Listed records:
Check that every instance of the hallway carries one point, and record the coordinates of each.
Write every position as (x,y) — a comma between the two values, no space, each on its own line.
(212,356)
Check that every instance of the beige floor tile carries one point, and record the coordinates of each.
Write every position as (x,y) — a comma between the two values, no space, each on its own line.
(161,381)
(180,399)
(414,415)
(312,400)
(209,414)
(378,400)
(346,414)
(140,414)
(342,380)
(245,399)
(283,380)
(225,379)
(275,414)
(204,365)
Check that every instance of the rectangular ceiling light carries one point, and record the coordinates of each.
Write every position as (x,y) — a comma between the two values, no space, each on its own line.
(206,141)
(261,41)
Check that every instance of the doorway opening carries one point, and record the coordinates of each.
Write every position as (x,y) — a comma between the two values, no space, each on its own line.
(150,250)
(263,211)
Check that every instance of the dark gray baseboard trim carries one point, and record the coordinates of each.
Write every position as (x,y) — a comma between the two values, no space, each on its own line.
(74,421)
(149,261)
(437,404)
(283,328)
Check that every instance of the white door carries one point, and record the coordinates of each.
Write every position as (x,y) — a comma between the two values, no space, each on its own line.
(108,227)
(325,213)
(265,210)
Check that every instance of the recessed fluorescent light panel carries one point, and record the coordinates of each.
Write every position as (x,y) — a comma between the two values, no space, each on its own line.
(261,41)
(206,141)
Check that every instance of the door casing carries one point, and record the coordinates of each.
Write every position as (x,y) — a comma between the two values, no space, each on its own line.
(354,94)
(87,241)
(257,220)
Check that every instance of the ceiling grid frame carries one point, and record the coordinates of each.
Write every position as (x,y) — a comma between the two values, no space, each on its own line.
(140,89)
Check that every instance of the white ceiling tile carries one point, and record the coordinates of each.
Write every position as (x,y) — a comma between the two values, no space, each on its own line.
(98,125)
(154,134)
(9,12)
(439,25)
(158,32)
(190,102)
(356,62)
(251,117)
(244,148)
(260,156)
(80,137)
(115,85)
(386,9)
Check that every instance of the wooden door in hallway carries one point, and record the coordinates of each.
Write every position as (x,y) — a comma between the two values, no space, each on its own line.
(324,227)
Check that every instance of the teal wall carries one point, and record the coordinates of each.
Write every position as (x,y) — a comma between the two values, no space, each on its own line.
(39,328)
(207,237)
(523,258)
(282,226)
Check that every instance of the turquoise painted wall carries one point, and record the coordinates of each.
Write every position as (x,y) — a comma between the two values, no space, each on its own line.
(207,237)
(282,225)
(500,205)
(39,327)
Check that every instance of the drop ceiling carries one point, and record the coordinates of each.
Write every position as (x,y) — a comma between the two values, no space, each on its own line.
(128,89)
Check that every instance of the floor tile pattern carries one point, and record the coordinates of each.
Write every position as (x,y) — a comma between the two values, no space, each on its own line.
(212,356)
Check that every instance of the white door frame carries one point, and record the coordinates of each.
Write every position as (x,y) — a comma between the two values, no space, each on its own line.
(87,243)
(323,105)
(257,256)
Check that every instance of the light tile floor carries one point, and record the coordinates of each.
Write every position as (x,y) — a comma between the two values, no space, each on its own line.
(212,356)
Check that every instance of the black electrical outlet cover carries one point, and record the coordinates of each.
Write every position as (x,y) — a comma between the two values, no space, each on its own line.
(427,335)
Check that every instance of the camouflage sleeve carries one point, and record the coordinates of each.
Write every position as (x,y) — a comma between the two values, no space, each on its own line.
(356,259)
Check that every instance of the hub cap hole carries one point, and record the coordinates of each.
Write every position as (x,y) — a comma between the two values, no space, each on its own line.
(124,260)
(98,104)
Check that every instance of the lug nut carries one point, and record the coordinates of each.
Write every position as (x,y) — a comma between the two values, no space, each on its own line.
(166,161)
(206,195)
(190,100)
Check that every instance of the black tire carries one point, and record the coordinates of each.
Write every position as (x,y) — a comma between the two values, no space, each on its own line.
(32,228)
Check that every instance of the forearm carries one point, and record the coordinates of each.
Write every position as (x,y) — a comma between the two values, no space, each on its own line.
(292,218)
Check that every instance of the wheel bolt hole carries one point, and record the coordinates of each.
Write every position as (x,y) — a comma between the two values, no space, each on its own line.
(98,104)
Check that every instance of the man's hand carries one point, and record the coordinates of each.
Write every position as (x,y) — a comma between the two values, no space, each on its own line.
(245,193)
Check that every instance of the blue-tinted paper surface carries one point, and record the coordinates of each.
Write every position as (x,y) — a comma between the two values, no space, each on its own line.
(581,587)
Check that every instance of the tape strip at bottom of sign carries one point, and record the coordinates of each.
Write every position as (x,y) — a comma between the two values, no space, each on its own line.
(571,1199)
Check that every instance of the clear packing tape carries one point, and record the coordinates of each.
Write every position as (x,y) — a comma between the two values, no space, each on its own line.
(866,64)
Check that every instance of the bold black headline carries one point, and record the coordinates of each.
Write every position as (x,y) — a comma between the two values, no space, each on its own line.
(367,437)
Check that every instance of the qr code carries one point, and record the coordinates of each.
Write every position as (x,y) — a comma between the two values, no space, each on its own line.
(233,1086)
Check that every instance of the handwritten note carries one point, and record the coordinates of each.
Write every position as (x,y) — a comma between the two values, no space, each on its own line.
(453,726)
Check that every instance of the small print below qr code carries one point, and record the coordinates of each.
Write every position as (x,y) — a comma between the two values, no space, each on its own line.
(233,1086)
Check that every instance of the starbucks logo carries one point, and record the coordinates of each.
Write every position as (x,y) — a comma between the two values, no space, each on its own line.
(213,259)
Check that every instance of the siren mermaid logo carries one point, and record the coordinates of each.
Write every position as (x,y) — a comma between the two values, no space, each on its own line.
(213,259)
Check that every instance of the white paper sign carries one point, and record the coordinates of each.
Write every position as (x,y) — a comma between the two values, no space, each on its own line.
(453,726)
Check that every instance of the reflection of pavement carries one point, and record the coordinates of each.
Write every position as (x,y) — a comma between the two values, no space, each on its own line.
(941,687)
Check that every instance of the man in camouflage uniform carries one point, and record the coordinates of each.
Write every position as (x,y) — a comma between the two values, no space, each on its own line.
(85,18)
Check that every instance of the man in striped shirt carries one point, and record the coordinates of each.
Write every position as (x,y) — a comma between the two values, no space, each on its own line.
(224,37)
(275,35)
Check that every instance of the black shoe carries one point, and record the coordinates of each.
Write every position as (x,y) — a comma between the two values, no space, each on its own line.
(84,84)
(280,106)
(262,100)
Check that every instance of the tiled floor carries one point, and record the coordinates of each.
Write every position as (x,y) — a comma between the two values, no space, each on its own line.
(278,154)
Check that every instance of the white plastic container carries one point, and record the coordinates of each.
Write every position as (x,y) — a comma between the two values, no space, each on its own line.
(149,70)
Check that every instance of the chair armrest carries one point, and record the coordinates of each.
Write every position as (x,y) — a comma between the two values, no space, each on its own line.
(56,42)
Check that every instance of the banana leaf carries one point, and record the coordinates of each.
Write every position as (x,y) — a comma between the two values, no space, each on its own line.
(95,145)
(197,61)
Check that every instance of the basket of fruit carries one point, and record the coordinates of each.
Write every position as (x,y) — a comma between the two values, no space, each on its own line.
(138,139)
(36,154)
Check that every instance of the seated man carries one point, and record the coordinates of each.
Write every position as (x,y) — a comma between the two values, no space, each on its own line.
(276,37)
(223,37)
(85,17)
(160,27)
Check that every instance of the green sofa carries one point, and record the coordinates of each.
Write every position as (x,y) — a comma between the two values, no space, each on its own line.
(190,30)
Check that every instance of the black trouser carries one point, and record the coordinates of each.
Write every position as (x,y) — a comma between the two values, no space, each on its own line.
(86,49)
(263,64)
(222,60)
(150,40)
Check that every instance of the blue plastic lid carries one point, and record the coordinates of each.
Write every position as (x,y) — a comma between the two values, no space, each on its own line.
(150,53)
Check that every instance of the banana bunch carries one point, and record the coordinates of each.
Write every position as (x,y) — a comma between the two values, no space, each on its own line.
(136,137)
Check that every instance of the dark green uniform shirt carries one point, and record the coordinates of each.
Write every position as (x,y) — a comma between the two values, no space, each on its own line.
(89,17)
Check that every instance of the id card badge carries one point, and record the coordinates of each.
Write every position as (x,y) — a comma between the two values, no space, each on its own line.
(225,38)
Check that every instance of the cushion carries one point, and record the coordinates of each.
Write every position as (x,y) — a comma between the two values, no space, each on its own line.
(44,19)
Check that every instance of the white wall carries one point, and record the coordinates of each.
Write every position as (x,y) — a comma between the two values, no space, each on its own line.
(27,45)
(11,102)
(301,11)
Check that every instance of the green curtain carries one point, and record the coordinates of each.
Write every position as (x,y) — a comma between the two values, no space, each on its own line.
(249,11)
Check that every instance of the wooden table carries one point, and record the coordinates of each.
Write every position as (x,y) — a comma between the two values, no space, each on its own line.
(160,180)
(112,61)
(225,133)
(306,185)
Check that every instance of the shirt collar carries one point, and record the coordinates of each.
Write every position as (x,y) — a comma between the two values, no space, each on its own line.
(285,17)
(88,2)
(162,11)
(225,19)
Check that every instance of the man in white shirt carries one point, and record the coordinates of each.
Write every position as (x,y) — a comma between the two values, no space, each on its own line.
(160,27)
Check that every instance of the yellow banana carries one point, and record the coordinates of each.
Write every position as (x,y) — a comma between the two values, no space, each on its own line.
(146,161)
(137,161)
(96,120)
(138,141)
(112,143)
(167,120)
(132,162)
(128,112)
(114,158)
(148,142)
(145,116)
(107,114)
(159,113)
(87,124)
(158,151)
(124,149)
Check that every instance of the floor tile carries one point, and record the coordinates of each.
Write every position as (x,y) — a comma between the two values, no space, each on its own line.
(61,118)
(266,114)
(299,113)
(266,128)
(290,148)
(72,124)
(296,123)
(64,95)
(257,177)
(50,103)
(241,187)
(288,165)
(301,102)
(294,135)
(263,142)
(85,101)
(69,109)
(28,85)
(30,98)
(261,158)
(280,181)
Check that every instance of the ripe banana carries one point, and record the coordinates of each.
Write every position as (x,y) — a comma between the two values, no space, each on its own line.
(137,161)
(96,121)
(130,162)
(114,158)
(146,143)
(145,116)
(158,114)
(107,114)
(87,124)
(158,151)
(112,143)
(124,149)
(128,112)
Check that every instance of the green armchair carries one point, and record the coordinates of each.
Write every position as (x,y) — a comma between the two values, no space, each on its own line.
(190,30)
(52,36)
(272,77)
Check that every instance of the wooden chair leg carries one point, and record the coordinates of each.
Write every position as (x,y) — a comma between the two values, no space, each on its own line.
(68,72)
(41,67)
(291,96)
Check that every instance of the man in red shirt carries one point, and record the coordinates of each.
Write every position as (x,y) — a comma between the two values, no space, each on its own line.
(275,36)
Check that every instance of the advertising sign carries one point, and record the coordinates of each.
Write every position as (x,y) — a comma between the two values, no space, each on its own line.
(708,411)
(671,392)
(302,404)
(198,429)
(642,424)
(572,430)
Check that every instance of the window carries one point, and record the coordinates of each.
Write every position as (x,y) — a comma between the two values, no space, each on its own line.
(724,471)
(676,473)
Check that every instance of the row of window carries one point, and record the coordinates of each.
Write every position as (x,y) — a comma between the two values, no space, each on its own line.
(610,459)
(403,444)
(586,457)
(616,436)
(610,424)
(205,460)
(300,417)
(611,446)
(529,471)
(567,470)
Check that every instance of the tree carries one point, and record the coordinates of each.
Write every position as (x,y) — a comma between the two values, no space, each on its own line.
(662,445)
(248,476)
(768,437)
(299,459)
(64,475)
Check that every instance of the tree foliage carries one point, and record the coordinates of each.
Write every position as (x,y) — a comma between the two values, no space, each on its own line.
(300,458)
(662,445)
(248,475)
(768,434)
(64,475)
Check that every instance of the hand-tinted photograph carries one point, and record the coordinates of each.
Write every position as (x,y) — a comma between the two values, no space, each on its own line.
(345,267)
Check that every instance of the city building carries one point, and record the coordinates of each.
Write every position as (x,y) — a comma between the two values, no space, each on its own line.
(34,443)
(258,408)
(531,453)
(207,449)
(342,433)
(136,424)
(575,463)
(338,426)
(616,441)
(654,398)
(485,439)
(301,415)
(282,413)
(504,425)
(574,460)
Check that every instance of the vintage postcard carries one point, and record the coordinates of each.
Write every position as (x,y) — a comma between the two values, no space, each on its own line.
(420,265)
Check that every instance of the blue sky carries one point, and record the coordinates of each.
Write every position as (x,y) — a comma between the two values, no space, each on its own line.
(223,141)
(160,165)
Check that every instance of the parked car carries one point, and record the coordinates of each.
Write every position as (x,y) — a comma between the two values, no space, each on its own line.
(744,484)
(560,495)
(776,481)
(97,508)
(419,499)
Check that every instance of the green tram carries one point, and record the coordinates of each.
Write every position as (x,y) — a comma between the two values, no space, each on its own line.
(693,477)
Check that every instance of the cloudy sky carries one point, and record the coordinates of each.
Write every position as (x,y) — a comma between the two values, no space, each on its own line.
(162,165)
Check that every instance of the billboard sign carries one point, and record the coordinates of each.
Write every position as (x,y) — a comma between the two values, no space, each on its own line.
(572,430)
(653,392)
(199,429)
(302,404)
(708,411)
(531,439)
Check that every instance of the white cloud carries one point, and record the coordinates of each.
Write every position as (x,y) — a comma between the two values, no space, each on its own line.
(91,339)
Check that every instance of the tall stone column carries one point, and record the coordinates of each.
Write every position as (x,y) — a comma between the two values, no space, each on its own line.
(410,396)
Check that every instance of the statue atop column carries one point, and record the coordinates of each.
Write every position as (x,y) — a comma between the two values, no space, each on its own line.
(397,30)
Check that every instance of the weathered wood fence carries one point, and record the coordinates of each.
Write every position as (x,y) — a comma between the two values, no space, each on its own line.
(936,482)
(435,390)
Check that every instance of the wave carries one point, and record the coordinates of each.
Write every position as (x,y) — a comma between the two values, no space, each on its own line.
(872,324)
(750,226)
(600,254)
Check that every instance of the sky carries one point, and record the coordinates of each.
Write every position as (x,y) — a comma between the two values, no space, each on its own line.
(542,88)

Exercise description:
Your task is to transcribe the line containing "Check that every instance of the weathered" and every line after it, through the last line of the data, exactly as written and with nothing more.

Complete answer:
Check that every instance of the weathered wood fence carries one point, and record the coordinates of each.
Write every position as (x,y) — a comma between the two values, no space, each on its own line.
(936,482)
(435,390)
Check that every instance of the wave carries one point, and record the coordinates of each.
Write every position as (x,y) — a comma between the two values, no space, each on its own line.
(872,324)
(750,226)
(600,254)
Check that every instance of the sky carries one point, and record the coordinates of each.
Write every position as (x,y) — a comma between the two values, no space, each on its own line.
(542,88)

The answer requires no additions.